### EXERCISE INPUT
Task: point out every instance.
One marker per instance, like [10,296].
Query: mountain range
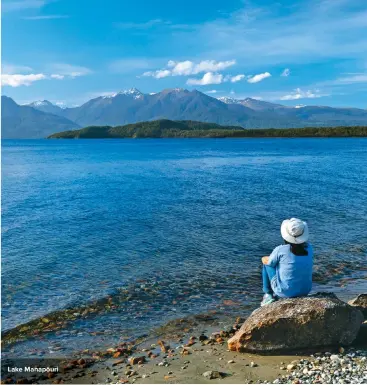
[42,118]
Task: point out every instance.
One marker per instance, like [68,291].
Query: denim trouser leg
[268,273]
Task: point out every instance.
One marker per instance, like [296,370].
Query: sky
[306,52]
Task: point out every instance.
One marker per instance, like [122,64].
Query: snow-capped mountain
[133,92]
[46,106]
[228,100]
[254,104]
[131,106]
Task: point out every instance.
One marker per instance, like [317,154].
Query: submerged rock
[212,374]
[361,303]
[298,323]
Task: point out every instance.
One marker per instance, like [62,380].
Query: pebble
[347,367]
[212,374]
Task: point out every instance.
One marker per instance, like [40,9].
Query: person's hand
[265,260]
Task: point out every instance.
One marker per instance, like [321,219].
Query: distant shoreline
[192,129]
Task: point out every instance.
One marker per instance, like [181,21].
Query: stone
[298,323]
[136,360]
[163,346]
[362,335]
[361,303]
[212,374]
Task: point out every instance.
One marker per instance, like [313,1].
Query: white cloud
[188,67]
[259,77]
[13,77]
[122,66]
[300,94]
[352,78]
[19,5]
[212,66]
[14,69]
[45,17]
[208,78]
[16,80]
[236,78]
[57,76]
[70,70]
[144,25]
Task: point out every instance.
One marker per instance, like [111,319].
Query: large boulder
[361,303]
[309,322]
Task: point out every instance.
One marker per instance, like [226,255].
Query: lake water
[170,227]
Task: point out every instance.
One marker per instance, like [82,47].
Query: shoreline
[182,351]
[49,325]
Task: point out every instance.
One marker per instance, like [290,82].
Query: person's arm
[273,258]
[265,260]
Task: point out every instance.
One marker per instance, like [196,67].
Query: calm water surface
[189,218]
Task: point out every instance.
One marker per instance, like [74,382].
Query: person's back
[293,272]
[287,272]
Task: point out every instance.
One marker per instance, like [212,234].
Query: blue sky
[289,52]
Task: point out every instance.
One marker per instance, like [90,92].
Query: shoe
[268,298]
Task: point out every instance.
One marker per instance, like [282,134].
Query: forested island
[165,128]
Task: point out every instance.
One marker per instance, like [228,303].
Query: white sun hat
[294,231]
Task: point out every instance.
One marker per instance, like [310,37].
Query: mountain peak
[229,100]
[168,90]
[134,92]
[40,103]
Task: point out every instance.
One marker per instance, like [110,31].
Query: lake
[170,227]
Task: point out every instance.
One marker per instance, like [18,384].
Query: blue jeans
[268,274]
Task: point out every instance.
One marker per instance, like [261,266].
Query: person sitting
[287,271]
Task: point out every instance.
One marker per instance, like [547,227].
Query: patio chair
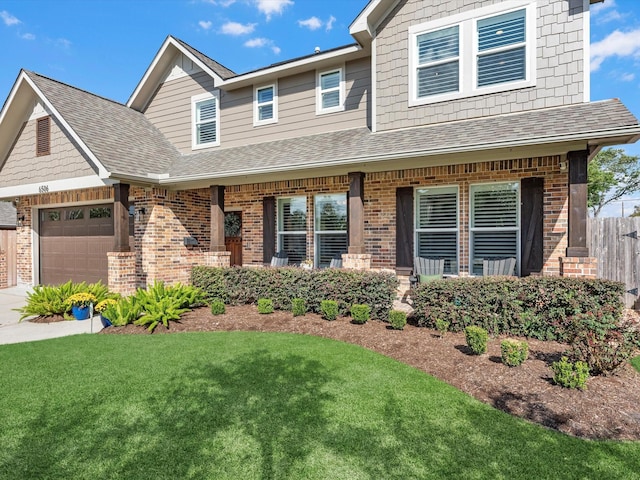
[425,269]
[498,266]
[280,259]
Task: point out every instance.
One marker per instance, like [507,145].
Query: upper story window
[330,91]
[265,105]
[474,53]
[206,120]
[43,136]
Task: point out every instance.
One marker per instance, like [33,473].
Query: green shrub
[298,307]
[397,319]
[514,352]
[360,313]
[476,339]
[218,307]
[442,326]
[265,306]
[329,309]
[238,286]
[570,375]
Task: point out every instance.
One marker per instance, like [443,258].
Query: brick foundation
[356,261]
[4,274]
[583,267]
[122,272]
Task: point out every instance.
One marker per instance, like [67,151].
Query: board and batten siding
[560,65]
[170,108]
[23,166]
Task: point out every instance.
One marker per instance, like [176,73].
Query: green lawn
[254,405]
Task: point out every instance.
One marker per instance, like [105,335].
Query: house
[452,129]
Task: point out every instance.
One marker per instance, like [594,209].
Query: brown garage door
[74,242]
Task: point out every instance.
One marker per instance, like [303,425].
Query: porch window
[292,228]
[330,227]
[437,225]
[495,223]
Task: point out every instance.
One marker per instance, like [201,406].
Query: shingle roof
[360,144]
[7,214]
[122,139]
[218,68]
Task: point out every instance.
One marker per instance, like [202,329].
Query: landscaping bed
[608,409]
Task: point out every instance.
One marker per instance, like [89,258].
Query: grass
[234,405]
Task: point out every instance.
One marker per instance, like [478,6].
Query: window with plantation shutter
[206,124]
[292,228]
[437,225]
[476,52]
[494,224]
[43,136]
[330,227]
[502,48]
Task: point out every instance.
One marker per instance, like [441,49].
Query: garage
[74,242]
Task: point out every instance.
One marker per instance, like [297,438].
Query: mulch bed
[608,409]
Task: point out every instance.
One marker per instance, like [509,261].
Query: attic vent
[43,136]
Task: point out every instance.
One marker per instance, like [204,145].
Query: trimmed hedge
[242,285]
[538,307]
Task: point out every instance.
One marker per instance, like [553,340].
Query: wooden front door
[233,236]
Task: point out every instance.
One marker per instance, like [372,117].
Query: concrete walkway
[13,331]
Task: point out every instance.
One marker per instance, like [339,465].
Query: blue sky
[104,46]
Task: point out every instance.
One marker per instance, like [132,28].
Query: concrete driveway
[12,331]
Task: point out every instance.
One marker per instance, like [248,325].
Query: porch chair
[498,266]
[280,259]
[425,269]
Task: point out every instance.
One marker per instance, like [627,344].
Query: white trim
[55,186]
[341,89]
[274,119]
[215,95]
[467,23]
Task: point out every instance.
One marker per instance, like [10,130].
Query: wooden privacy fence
[8,245]
[615,242]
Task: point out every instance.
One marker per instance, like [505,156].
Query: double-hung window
[488,50]
[330,227]
[494,223]
[266,107]
[330,91]
[292,228]
[205,120]
[437,225]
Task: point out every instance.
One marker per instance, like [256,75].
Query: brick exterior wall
[4,275]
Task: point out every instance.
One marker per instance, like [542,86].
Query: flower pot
[105,321]
[79,312]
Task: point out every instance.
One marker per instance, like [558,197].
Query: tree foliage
[612,174]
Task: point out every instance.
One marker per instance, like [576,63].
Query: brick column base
[4,274]
[582,267]
[356,261]
[122,272]
[217,259]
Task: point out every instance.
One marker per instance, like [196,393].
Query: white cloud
[235,28]
[270,7]
[9,19]
[616,44]
[329,24]
[312,23]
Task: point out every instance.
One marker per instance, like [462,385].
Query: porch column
[121,217]
[356,258]
[578,214]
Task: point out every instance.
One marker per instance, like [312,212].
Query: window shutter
[404,230]
[532,225]
[268,228]
[43,136]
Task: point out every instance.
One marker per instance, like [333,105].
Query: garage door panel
[74,242]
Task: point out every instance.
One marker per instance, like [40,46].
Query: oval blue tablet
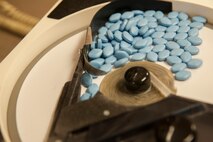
[127,37]
[192,50]
[185,57]
[127,15]
[95,53]
[121,62]
[178,67]
[200,19]
[97,62]
[194,63]
[85,96]
[183,75]
[162,55]
[194,40]
[92,89]
[108,51]
[158,48]
[106,67]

### THE TASK
Give the material again exactly as it is, but keep the pictures out.

### OUTPUT FOR THIS TASK
Task: point out every instance.
One marker per instance, like [10,296].
Query: mountain range
[42,118]
Task: point out every instance.
One marker per instance, like [68,291].
Query: denim trouser leg
[268,273]
Task: point out every instance.
One marker per instance, like [296,370].
Query: sky
[306,52]
Task: point out every instance.
One marker per instance, like [122,64].
Query: snow-capped mountain
[133,92]
[46,106]
[228,100]
[254,104]
[131,106]
Task: point out every instance.
One marker per instance, like [317,154].
Query: submerged rock
[212,374]
[361,303]
[298,323]
Task: point out every instance.
One marker per instance, like [62,380].
Query: pebble
[347,367]
[212,374]
Task: point out every instance.
One marker per instance, like [40,9].
Query: person's hand
[265,260]
Task: point out every instance.
One marker per instance, like [321,219].
Query: distant shoreline
[192,129]
Task: point out every instance.
One marker per instance, like [181,21].
Query: stone
[298,323]
[136,360]
[163,346]
[362,335]
[361,303]
[212,374]
Task: point out every instance.
One marker per instance, like [313,1].
Query: white cloud
[188,67]
[259,77]
[13,77]
[122,66]
[300,94]
[352,78]
[19,5]
[212,66]
[14,69]
[45,17]
[208,78]
[16,80]
[236,78]
[57,76]
[70,70]
[144,25]
Task: point out every instance.
One marker per instance, like [111,319].
Query: large boulder
[361,303]
[309,322]
Task: point out every instance.
One marker per instance, like [226,255].
Query: lake water
[170,227]
Task: point out every instance.
One marker per instance, like [82,47].
Query: shoreline
[182,351]
[49,325]
Task: point out every instance.
One marker per instance, like [290,82].
Query: person's arm
[273,258]
[265,260]
Task: point out every instance.
One marker per instance, like [196,67].
Query: calm water surface
[189,218]
Task: point out every instance.
One marker per instance, like [74,382].
Query: person's back
[293,272]
[287,272]
Task: point out every instance.
One marker per instance, like [212,234].
Query: blue sky
[289,52]
Task: point out every instance.
One marker per instance, like [90,92].
Query: shoe
[268,298]
Task: point out every instance.
One marker per instance, like [282,134].
Query: forested island
[165,128]
Task: point out every instance.
One marker per instance, like [228,303].
Query: white sun hat
[294,231]
Task: point out every instance.
One marker per instance, like [310,37].
Query: mountain peak
[229,100]
[168,90]
[134,92]
[40,103]
Task: point out every instance.
One marker per instance, like [110,31].
Query: lake
[170,227]
Task: point out every instance.
One marker per instance, like [18,384].
Query: blue jeans
[268,274]
Task: point out every instance.
One marker per instance, like [261,266].
Query: person sitting
[287,271]
Task: point out every instance.
One marker per instance, like [547,227].
Query: patio chair
[425,269]
[498,266]
[280,259]
Task: point out every instance.
One marker per instance, like [507,145].
Query: upper story window
[330,91]
[265,105]
[474,53]
[206,120]
[43,136]
Task: point out every instance.
One marker per instance, like [33,473].
Query: green shrub
[298,307]
[397,319]
[514,352]
[360,313]
[476,339]
[218,307]
[442,326]
[265,306]
[329,309]
[238,286]
[570,375]
Task: point out every instance.
One marker per instance, like [443,258].
Query: brick foundation
[356,261]
[4,274]
[583,267]
[122,272]
Task: point out every instance.
One marker per instance, like [67,151].
Query: board and batten siding
[560,65]
[170,108]
[23,166]
Task: point out every instance.
One marker per instance, like [176,73].
Query: green lawn
[254,405]
Task: point out every instance.
One marker per instance, like [105,335].
Query: house
[452,129]
Task: point out every instance.
One marker per instance, like [594,209].
Query: brown garage door
[74,242]
Task: point out every instance.
One marker per instance, like [303,425].
Query: porch window
[292,228]
[330,227]
[437,225]
[495,223]
Task: point out every instance.
One marker per instance, like [201,406].
Query: shingle roof
[360,144]
[7,214]
[122,139]
[218,68]
Task: point out every instance.
One marker per instance, like [202,329].
Query: landscaping bed
[608,409]
Task: point out every instance.
One marker per instance, like [89,258].
Query: grass
[234,405]
Task: point out every instance.
One marker per instance, like [478,6].
Query: window with plantation shutter
[206,124]
[292,228]
[437,225]
[476,52]
[494,224]
[43,136]
[330,227]
[502,48]
Task: point out every instance.
One marker per instance, like [441,49].
Query: garage
[74,242]
Task: point out every instance.
One marker per instance, like [297,438].
Query: mulch bed
[608,409]
Task: point out every instance.
One marker per instance, like [509,261].
Query: attic vent
[43,136]
Task: point out every instance.
One marker per instance, like [204,145].
Query: trimmed hedge
[242,285]
[538,307]
Task: point out every instance.
One marker per instance, like [553,340].
Query: wooden front door
[233,236]
Task: point out every instance.
One marker per instance, like [372,117].
Query: concrete walkway
[13,331]
Task: point out every instance.
One marker per instance, like [339,465].
Query: blue sky
[104,46]
Task: point out every instance.
One marker per instance, like [132,28].
Query: concrete driveway
[12,331]
Task: point out every instance.
One marker per instance, like [248,325].
Query: porch chair
[498,266]
[280,259]
[425,269]
Task: point out every instance.
One marker per instance, like [627,344].
Query: white trim
[55,186]
[341,89]
[274,119]
[215,95]
[467,23]
Task: point out every instance.
One marker per instance, like [10,130].
Query: wooden privacy fence
[8,245]
[615,242]
Task: point out every instance.
One marker per instance, like [505,156].
Query: double-hung window
[488,50]
[330,227]
[494,223]
[266,107]
[330,91]
[292,228]
[205,120]
[437,225]
Task: point out every instance.
One marker per instance, like [256,75].
Query: brick exterior wall
[4,275]
Task: point out every instance.
One marker per instance, like [542,86].
Query: flower pot
[105,321]
[79,312]
Task: point out every instance.
One marker per instance, like [558,197].
Query: tree foliage
[612,174]
Task: point out every instance.
One marker per instance, like [576,63].
Query: brick column base
[4,274]
[582,267]
[356,261]
[122,272]
[217,259]
Task: point out every instance.
One marker per instance, like [196,393].
Query: white cloud
[235,28]
[270,7]
[9,19]
[616,44]
[329,24]
[312,23]
Task: point out every instance.
One marker per instance, like [462,385].
Query: porch column
[121,217]
[356,258]
[578,214]
Task: point out every instance.
One marker per instance, like [312,212].
Query: window shutter
[404,230]
[532,225]
[268,228]
[43,136]
Task: point out every instance.
One marker per instance, like [333,105].
Query: garage door panel
[74,242]
Task: point out every instance.
One marker per instance, like [40,46].
Query: oval blue tablet
[127,37]
[192,50]
[185,57]
[127,15]
[95,53]
[121,62]
[178,67]
[200,19]
[97,62]
[194,63]
[85,96]
[183,75]
[162,55]
[194,40]
[92,89]
[108,51]
[158,48]
[106,67]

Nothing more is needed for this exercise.